Work to do:
Convert the data, from its first line through the line containing "x=165, y=136" inclusive, into a JSON list of strings with one string per line and any blank lines omitted.

Extracted information:
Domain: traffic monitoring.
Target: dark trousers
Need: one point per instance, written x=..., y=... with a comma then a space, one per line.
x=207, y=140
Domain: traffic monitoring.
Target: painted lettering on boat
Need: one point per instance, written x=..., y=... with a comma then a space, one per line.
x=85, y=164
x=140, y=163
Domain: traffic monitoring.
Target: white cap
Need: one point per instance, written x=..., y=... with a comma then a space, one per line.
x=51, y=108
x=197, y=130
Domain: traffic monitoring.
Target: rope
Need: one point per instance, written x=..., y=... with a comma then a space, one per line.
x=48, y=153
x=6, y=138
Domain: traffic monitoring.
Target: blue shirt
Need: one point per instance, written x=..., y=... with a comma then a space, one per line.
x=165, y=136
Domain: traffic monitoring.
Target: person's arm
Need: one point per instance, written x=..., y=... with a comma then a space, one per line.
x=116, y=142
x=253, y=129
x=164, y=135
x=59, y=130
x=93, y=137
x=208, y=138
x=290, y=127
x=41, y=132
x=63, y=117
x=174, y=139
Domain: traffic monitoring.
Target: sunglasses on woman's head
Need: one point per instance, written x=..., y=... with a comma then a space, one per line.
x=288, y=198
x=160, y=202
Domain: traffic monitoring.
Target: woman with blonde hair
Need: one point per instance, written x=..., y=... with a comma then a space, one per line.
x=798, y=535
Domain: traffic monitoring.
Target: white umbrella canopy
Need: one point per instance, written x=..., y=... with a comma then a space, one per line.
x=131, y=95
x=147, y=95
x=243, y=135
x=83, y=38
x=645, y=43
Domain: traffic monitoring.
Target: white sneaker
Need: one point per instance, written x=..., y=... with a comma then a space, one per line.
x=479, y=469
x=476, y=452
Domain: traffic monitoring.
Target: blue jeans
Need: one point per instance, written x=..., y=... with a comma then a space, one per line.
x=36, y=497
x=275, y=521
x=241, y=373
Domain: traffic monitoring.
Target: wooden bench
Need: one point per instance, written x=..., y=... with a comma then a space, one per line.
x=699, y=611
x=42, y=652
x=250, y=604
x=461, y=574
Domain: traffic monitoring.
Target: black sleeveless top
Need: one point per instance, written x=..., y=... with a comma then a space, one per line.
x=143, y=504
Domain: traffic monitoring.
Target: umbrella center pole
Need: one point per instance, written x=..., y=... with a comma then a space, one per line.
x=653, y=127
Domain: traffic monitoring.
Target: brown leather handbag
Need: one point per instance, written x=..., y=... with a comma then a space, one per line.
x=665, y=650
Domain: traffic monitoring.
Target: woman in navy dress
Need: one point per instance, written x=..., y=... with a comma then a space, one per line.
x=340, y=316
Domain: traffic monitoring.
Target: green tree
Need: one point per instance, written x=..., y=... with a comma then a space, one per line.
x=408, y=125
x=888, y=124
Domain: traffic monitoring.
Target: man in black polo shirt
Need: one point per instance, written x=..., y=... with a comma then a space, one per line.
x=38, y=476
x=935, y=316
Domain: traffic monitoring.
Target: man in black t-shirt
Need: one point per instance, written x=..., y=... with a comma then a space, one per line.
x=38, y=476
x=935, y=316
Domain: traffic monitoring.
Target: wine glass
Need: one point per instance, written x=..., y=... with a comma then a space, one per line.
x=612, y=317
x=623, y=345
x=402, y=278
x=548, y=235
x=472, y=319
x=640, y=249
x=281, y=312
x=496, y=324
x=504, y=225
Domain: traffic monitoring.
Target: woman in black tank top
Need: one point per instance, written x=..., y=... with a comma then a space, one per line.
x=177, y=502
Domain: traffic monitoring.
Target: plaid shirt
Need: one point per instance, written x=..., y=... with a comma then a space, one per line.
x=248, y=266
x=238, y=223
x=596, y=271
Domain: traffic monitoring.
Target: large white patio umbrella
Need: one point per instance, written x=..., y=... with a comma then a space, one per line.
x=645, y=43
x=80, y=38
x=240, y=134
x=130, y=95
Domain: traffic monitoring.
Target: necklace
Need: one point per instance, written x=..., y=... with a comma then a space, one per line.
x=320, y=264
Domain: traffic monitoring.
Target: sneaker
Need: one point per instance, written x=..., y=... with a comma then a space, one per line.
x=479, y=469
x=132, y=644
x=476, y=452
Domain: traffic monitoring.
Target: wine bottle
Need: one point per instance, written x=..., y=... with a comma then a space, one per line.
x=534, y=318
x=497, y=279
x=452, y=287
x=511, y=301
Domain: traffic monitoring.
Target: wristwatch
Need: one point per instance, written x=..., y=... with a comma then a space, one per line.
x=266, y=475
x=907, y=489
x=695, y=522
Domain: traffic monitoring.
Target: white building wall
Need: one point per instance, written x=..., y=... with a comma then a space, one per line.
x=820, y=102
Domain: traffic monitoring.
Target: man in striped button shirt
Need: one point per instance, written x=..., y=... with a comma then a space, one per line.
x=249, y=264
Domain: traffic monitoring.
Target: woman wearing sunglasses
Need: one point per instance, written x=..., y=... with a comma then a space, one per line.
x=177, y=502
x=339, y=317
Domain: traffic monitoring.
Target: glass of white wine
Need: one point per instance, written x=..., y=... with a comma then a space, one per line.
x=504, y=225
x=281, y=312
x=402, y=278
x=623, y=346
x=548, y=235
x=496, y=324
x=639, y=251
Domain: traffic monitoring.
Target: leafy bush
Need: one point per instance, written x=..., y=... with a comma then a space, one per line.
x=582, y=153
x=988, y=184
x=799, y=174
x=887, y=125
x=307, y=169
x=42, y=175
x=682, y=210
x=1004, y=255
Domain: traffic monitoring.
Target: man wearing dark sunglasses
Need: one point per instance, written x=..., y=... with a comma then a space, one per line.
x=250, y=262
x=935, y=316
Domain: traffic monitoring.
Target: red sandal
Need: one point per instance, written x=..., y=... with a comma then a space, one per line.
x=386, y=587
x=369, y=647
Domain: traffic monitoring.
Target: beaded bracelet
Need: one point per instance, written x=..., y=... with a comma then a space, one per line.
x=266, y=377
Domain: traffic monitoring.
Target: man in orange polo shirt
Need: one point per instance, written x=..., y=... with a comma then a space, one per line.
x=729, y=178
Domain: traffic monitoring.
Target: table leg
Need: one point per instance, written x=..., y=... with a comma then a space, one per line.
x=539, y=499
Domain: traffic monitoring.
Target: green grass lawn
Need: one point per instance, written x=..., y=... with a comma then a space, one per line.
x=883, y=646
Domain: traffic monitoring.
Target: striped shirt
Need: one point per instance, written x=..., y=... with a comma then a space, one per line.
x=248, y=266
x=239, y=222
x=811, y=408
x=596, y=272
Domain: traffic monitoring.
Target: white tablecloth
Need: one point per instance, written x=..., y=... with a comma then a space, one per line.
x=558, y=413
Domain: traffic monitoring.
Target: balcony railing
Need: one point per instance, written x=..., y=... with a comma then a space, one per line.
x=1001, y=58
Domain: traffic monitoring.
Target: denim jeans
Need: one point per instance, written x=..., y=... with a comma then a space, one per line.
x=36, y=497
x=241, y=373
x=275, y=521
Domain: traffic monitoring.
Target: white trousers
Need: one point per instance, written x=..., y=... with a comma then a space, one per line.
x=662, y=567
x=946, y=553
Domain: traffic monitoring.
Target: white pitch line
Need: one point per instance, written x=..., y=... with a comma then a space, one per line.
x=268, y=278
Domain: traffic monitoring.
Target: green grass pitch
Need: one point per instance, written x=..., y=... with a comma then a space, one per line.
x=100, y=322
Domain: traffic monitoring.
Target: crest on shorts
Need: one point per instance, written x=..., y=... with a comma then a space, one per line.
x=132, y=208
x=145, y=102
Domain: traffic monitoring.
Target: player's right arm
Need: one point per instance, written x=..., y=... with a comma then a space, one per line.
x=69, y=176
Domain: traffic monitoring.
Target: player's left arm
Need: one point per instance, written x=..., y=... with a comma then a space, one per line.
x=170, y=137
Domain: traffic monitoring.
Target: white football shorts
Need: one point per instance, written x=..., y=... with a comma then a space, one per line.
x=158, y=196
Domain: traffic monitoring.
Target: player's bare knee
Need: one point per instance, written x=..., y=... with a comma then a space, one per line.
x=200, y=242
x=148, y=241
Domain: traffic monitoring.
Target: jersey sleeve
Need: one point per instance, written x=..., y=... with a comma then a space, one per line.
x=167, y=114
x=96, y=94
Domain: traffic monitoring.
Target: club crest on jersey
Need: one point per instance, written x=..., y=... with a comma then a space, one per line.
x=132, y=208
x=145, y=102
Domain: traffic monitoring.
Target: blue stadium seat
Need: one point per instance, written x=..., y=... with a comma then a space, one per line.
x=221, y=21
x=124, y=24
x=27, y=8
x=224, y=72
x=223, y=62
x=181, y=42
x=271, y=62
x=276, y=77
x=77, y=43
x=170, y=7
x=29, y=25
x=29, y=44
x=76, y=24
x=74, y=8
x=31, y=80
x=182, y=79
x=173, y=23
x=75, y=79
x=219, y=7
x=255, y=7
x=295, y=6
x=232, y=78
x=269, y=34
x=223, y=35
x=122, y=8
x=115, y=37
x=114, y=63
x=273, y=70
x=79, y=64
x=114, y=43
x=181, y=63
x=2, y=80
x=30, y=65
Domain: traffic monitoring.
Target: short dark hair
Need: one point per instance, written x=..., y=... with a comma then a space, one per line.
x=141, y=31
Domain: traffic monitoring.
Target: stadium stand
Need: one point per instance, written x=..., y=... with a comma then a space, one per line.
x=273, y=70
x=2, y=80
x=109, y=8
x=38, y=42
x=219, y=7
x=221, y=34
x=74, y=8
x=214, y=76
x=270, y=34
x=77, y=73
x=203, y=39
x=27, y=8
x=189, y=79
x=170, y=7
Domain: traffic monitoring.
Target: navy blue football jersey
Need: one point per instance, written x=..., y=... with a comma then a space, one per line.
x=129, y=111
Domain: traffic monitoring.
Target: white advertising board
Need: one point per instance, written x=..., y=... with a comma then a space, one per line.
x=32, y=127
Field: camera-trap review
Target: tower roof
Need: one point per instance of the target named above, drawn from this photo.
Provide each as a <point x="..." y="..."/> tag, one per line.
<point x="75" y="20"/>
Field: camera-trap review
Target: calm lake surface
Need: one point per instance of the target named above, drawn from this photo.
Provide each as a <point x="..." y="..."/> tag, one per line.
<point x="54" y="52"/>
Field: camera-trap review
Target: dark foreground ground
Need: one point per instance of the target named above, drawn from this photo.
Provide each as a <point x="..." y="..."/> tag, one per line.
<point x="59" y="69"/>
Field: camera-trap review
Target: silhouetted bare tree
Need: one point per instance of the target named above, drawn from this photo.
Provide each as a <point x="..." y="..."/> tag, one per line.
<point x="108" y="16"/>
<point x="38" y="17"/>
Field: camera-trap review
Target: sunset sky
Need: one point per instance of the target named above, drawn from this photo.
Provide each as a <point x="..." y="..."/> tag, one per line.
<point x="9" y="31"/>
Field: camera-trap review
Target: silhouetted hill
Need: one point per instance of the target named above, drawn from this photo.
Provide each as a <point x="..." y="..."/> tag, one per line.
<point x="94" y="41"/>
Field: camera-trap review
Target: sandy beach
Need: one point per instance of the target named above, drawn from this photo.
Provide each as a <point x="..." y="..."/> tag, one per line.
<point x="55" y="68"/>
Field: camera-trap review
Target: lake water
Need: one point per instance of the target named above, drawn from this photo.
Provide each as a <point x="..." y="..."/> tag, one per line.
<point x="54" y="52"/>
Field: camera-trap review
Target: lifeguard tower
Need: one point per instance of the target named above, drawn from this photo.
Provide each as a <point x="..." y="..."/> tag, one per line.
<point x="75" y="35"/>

Reply to the task:
[
  "Domain: traffic monitoring.",
  "Target: dark trousers",
  "Need: one point per instance, written x=..., y=... with a comma then a space, one per line.",
  "x=207, y=140",
  "Domain: traffic monitoring.",
  "Target: painted lettering on boat",
  "Need: one point per instance, written x=..., y=... with a comma then a space, one per line.",
  "x=85, y=164",
  "x=140, y=163",
  "Domain: traffic monitoring.",
  "Target: white cap",
  "Need: one point per instance, written x=..., y=... with a comma then a space, one per line.",
  "x=51, y=108",
  "x=197, y=130",
  "Domain: traffic monitoring.",
  "Target: rope",
  "Need: one point per instance, written x=..., y=... with a comma then a space, one per line.",
  "x=48, y=153",
  "x=6, y=138",
  "Domain: traffic monitoring.",
  "Target: blue shirt",
  "Need: one point per instance, written x=..., y=... with a comma then a space, one per line.",
  "x=165, y=136"
]